[Natural-language object grounding data]
★ ★ ★ ★

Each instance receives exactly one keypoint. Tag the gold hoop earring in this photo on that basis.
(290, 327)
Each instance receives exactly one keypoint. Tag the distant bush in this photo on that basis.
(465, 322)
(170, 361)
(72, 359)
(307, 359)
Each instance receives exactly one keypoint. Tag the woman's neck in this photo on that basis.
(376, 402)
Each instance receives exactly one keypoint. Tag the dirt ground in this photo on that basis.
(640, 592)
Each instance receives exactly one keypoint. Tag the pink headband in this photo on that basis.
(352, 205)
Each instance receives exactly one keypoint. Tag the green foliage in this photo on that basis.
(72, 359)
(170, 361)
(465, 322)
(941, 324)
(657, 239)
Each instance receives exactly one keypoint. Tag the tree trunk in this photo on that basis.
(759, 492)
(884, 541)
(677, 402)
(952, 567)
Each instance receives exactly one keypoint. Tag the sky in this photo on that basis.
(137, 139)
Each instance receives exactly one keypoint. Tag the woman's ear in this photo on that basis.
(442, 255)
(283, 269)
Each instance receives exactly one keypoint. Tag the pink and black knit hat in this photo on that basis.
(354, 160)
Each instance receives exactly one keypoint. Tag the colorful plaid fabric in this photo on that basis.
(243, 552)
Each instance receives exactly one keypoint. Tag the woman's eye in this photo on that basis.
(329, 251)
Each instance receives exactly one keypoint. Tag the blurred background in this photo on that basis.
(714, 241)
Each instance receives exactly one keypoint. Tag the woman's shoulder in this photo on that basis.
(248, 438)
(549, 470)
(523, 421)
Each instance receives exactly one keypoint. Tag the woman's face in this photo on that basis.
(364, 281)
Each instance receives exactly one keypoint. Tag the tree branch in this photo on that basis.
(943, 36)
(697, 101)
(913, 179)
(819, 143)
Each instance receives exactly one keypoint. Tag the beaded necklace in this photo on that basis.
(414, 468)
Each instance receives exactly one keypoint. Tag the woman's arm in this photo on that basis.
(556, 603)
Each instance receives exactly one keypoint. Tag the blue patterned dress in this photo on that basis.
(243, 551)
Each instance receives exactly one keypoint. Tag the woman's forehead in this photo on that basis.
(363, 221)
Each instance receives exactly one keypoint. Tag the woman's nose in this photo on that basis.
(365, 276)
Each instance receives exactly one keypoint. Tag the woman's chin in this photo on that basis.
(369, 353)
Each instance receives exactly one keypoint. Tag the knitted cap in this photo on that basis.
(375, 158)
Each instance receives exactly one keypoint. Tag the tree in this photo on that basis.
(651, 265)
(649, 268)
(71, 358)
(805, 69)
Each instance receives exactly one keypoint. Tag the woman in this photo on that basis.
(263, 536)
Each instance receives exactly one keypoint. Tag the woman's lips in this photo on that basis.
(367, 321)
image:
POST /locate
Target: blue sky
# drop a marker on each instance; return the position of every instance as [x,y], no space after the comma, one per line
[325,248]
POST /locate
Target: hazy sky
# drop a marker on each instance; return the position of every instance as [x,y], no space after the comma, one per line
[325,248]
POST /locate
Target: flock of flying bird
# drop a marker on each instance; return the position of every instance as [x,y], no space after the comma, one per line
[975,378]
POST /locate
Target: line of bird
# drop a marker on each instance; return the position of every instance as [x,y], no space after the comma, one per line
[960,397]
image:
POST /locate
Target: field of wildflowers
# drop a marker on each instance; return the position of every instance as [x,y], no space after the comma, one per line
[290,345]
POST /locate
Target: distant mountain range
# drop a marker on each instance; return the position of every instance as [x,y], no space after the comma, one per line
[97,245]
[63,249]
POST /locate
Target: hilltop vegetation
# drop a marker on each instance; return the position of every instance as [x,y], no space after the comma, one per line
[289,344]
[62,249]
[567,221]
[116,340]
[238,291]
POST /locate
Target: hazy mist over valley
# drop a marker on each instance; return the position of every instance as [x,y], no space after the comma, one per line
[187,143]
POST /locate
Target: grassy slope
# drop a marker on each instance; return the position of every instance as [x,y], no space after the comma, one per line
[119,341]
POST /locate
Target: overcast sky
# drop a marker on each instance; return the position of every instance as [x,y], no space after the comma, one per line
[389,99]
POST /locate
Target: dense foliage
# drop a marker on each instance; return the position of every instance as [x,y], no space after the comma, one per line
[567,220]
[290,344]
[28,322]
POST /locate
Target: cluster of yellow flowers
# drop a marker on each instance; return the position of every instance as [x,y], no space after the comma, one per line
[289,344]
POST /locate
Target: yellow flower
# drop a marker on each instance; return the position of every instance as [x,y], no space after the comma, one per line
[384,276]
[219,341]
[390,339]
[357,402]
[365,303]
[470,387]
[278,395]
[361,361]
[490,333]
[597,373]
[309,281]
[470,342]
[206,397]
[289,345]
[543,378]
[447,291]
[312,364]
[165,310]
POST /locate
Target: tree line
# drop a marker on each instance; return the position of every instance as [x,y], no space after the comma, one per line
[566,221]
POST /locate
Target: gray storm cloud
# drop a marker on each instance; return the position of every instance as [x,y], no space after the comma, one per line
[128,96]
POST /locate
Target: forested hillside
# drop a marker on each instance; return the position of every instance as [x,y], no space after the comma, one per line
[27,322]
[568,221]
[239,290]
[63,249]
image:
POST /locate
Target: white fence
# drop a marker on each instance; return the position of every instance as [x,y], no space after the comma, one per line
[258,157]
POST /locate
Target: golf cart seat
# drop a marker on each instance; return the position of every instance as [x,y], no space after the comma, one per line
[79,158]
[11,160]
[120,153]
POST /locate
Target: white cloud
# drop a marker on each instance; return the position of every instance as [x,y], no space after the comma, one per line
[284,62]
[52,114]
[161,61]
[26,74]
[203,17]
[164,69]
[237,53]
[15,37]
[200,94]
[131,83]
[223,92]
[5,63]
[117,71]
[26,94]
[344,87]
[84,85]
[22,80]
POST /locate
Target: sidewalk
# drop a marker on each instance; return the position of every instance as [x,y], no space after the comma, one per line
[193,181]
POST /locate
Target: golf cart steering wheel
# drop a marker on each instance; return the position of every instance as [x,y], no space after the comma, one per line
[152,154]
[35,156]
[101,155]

★ ★ ★ ★

ABOUT THIS EXERCISE> Copy out the range of lines above starting at the line with "Target: golf cart seat" and ending at the line with "Target: white cloud", exactly and including both.

SOLUTION TO THIS PROBLEM>
Target: golf cart seat
# drop a marker on each instance; return the position of every instance as [x,y], no space after the comma, one per line
[79,158]
[11,160]
[120,153]
POST /locate
Target: white cloud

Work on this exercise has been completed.